## GIVEN TASK 1
Write out, word for word, the part of the baby-milestones post that opens with the words containing "I am also turning" and closes with "over without them.".

Guess what? I got  the OK to only wear my circa 19th shoes at night. So, since I am free all day long to go without shoes I have been working super hard on moving my legs around. I am already a rock start when it comes to flapping my arms, and now that I have the added component of my moving legs it looks like I am trying to swim. I;m not sure which stroke that would be. Doggy paddle, I guess.

I am also turning over onto my belly. I’ve done it a couple of times now and the first few times I was smart enough to keep one of my arms underneath me so that it made it easier to flip back over onto my back. But the last time I forgot and I ended up taking a one-way trip to belly-land. Good thing Mom and Dad were there to make the save because I’m not sure how I would have rolled back over without them.

I started talking a ton, too. Because I’ve been so content to hang out quietly up until now, when I started talking Mom thought that I wanted something. Like new pants, or a bottle, or something. But she soon figured out I was just yelling at the stuffed animals hanging from my play-gym. And I also enjoy talking to that guy I see in the mirror. I’m not sure who he is but, I tell you what, he’s one happy man.

## GIVEN TASK 2
Put the lines of the listing below into a JSON list of strings, one string per line and blank lines omitted, starting with the line containing "[outline] white metal railing, every instance" and ending with the line containing "M99 162L99 132L97", both included. Leave the pictures out of your answer.

## RECORDS
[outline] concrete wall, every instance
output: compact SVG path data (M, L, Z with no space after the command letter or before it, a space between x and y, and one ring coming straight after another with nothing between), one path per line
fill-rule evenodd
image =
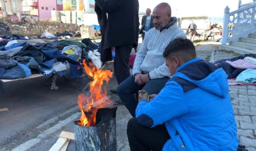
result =
M0 25L1 23L0 23ZM47 32L53 34L57 32L80 31L80 27L76 24L57 22L36 22L33 24L22 25L9 24L12 34L21 34L24 36L37 36Z

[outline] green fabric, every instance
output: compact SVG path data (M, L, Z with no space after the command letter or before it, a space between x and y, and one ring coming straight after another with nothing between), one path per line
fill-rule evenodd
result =
M86 45L81 42L73 40L64 40L60 41L56 43L56 45L62 45L63 46L70 46L75 45L80 47L86 47Z

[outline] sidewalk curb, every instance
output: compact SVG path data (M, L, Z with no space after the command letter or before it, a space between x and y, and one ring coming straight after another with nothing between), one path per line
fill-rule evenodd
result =
M67 125L70 122L78 119L81 115L81 113L75 113L65 120L61 121L54 126L44 131L42 133L38 136L36 138L32 139L27 141L12 150L12 151L25 151L32 147L42 141L51 134L59 130L62 127Z

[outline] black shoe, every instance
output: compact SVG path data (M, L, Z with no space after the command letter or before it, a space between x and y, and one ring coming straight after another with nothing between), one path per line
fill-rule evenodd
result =
M114 89L110 90L110 92L113 94L116 94L117 93L116 90L114 90Z

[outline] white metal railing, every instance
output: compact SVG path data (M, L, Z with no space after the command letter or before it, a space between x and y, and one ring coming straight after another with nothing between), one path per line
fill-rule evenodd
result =
M256 3L229 12L225 9L221 45L256 32Z

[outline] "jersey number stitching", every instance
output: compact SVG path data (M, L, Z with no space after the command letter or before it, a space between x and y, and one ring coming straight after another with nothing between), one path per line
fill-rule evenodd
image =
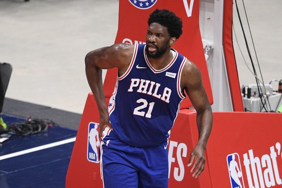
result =
M155 105L155 102L152 102L149 103L149 109L148 109L148 111L147 113L146 113L146 115L145 115L145 112L144 111L141 110L142 109L147 108L148 106L148 101L146 99L143 98L140 98L136 101L137 103L143 103L143 104L137 107L134 109L134 111L133 111L133 114L140 115L141 116L145 116L145 117L148 118L151 118L152 116L152 111L153 111L153 108L154 107L154 105Z

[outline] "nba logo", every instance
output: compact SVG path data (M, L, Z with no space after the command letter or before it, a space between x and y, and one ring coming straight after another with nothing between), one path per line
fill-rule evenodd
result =
M230 154L227 156L226 159L231 188L244 188L245 185L242 175L242 168L239 155L237 153Z
M99 162L99 132L97 130L98 124L90 122L88 125L88 141L87 159L89 161Z

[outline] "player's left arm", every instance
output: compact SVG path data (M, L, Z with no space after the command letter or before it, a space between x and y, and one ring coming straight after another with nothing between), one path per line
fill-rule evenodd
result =
M211 132L213 117L211 108L203 84L200 70L193 63L187 60L181 76L181 88L185 89L197 111L197 125L199 140L190 155L188 166L195 163L191 170L192 176L198 177L204 169L204 150Z

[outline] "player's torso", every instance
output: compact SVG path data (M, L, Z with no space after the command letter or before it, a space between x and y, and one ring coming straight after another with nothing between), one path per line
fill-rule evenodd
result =
M118 78L109 104L111 124L118 137L138 147L166 141L185 98L180 81L186 58L172 49L172 60L156 70L144 49L144 45L136 46L129 67Z

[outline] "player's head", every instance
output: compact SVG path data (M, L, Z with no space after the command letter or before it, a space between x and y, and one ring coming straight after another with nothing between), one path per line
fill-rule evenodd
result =
M158 59L169 53L171 47L182 33L182 21L168 10L157 9L148 20L146 53L148 57Z
M182 21L172 12L166 9L156 9L148 19L148 25L157 23L167 28L171 37L178 39L182 34Z

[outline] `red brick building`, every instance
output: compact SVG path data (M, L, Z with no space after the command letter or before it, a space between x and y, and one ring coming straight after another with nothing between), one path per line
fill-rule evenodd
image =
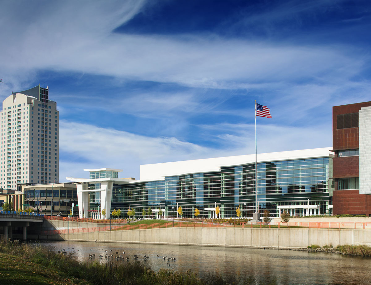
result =
M371 195L359 194L359 111L371 101L332 107L333 214L371 216Z

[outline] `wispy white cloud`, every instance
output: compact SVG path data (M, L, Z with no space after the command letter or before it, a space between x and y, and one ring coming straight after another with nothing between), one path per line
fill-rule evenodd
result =
M112 33L115 26L139 10L141 2L108 3L106 7L100 2L65 2L52 9L49 4L32 22L28 17L19 18L1 32L2 69L13 76L48 69L223 88L267 78L341 79L356 73L364 64L357 55L348 54L346 46L278 45L211 35ZM19 11L16 4L7 6L1 15L4 22Z
M66 121L62 121L60 126L60 151L64 158L60 162L60 181L71 175L86 177L83 168L101 167L122 169L123 176L139 179L141 164L251 154L255 151L255 125L250 124L202 126L206 131L219 132L219 135L210 138L210 141L219 141L221 146L218 148L182 142L174 137L151 137ZM331 145L330 132L317 126L260 125L257 133L259 153Z
M124 175L138 178L141 164L199 157L211 149L175 137L151 137L113 129L61 121L60 124L60 180L86 175L83 168L123 169Z

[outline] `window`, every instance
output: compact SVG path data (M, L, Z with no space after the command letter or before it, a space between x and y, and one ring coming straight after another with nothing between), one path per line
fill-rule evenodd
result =
M349 113L338 115L336 129L355 128L358 126L358 113Z
M100 189L101 189L100 183L89 183L88 187L88 190L94 190Z
M342 157L342 156L351 156L359 155L359 149L351 149L349 150L341 150L339 151L338 156L339 157Z
M359 189L359 178L342 178L339 179L338 184L339 190Z

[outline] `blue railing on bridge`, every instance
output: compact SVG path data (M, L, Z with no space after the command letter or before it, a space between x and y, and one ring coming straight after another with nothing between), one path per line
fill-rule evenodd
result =
M44 217L44 215L42 214L37 214L36 213L26 213L25 212L17 212L13 211L4 211L3 210L0 211L0 214L3 214L8 215L23 215L26 216Z

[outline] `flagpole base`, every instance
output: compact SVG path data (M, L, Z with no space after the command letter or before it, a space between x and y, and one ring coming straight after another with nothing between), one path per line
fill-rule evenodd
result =
M259 213L254 213L253 214L253 219L250 221L252 223L261 223L260 220L260 214Z

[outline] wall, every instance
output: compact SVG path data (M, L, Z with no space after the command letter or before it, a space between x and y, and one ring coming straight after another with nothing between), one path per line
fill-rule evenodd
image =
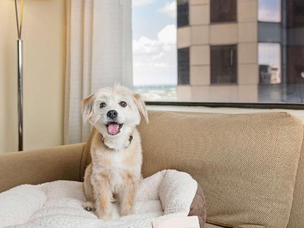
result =
M0 153L18 148L17 28L13 0L0 1ZM63 142L65 1L24 1L24 148Z

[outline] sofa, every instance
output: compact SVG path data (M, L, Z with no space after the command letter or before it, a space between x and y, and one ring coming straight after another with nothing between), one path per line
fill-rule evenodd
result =
M169 169L192 175L205 194L205 227L304 227L300 120L284 112L151 111L148 117L138 126L143 177ZM0 155L0 192L83 181L92 135L87 143Z

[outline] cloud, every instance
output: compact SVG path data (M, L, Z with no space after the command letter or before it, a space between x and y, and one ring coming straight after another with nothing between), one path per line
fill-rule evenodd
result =
M158 40L155 40L145 36L141 36L137 41L133 40L133 53L153 56L176 48L176 27L174 25L166 25L158 33L157 37Z
M164 44L176 43L176 27L174 24L166 25L157 35L159 41Z
M259 9L258 11L258 20L260 21L279 22L281 21L280 12L269 9Z
M155 2L154 0L132 0L132 6L144 6Z
M157 39L133 41L135 85L172 84L176 77L176 27L167 25Z
M176 18L176 2L173 1L171 3L166 3L165 6L159 11L172 18Z

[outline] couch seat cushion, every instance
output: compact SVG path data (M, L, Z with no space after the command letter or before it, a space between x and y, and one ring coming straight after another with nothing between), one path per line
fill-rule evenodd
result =
M202 187L207 221L223 226L286 227L303 134L286 112L205 116L149 112L139 127L144 177L166 169Z

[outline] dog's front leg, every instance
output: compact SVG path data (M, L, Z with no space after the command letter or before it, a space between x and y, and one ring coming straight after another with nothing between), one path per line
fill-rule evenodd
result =
M92 184L94 188L97 217L101 219L110 219L112 193L110 188L109 176L106 173L99 173L94 175Z
M127 173L123 178L122 190L120 193L121 213L122 216L133 213L136 191L136 181L131 173Z

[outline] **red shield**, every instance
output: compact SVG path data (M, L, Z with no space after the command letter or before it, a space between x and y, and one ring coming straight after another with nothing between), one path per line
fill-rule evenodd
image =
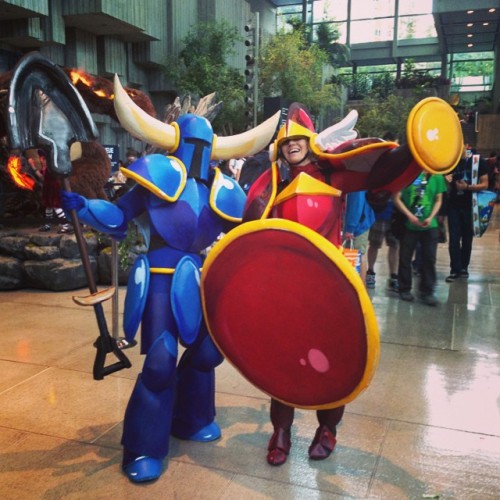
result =
M316 232L282 219L242 224L209 253L201 290L215 343L271 397L333 408L370 383L379 355L370 298Z

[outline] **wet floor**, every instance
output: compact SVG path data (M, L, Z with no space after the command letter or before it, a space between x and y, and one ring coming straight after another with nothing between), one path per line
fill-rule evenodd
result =
M94 312L78 292L0 292L0 496L5 499L500 498L500 205L474 241L470 278L452 284L438 250L439 305L386 291L385 249L370 292L381 359L348 405L332 456L311 462L312 411L297 411L287 463L266 463L269 401L217 368L212 443L172 439L161 478L120 471L123 414L141 368L92 378ZM120 311L124 288L120 289ZM111 304L105 306L111 317Z

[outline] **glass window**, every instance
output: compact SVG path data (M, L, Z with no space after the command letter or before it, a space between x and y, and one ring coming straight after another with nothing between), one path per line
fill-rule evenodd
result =
M394 18L351 22L350 43L382 42L394 37Z
M319 24L319 23L318 23ZM313 26L313 41L318 40L318 24ZM339 37L335 40L337 43L346 44L347 43L347 23L328 23L332 28L337 31Z
M434 18L431 14L420 16L402 16L398 19L398 39L437 37Z
M347 0L316 0L313 2L313 22L344 21L347 19Z
M351 19L373 19L394 16L395 0L353 0Z
M432 0L399 0L399 15L431 14Z

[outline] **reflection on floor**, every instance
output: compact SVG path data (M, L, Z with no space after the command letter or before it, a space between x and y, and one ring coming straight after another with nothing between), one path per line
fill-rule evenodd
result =
M93 310L74 292L0 293L0 496L60 498L500 498L500 206L474 242L470 278L453 284L439 246L438 307L385 289L385 250L370 292L379 369L348 405L335 453L311 462L316 422L298 411L287 463L267 465L268 398L229 365L217 369L219 441L172 440L163 476L120 472L133 367L92 378ZM122 310L124 289L120 290ZM111 317L111 306L106 305ZM270 353L271 355L272 353Z

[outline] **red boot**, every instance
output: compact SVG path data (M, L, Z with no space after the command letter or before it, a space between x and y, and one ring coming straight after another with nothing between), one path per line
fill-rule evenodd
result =
M309 458L312 460L328 458L336 444L337 440L333 432L325 424L320 425L316 430L311 446L309 446Z
M267 445L267 462L271 465L282 465L286 462L292 442L290 440L290 430L278 427L271 436Z

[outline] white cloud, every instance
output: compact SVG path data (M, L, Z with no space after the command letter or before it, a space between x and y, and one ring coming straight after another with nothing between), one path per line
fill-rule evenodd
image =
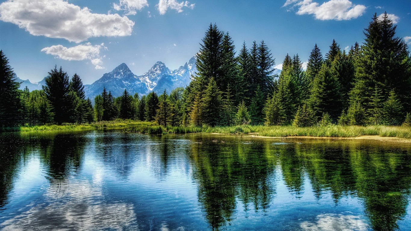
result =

## RESPONSE 1
I am also turning over onto my belly. I’ve done it a couple of times now and the first few times I was smart enough to keep one of my arms underneath me so that it made it easier to flip back over onto my back. But the last time I forgot and I ended up taking a one-way trip to belly-land. Good thing Mom and Dad were there to make the save because I’m not sure how I would have rolled back over without them.

## RESPONSE 2
[
  "[outline] white metal railing, every instance",
  "output: compact SVG path data (M, L, Z with no space after the command letter or before it, a space between x and y, and one ring coming straight after another with nothing between), one path per line",
  "fill-rule evenodd",
  "result =",
  "M256 3L229 12L225 9L221 45L256 32Z",
  "[outline] \"jersey number stitching\", every instance",
  "output: compact SVG path data (M, L, Z with no space after the command letter or before it, a space between x and y, and one ring coming straight after another with nothing between), one path per line",
  "fill-rule evenodd",
  "image =",
  "result =",
  "M155 105L155 102L152 102L149 103L149 109L148 109L148 111L147 113L146 113L146 115L145 115L145 112L144 111L141 110L142 109L147 108L148 106L148 101L146 99L143 98L140 98L136 101L137 103L143 103L143 104L137 107L134 109L134 111L133 111L133 114L140 115L141 116L145 116L145 117L148 118L151 118L152 116L152 111L153 111L153 108L154 107L154 105Z",
  "[outline] \"nba logo\", every instance",
  "output: compact SVG path data (M, L, Z with no space after the command letter or before it, a space between x and y, and one ring coming straight after another with nothing between), one path per line",
  "fill-rule evenodd",
  "result =",
  "M230 154L227 156L226 159L231 188L244 188L245 185L242 175L242 168L239 155L237 153Z",
  "M99 162L99 132L97 130L98 124L90 122L88 125L88 141L87 159L89 161Z"
]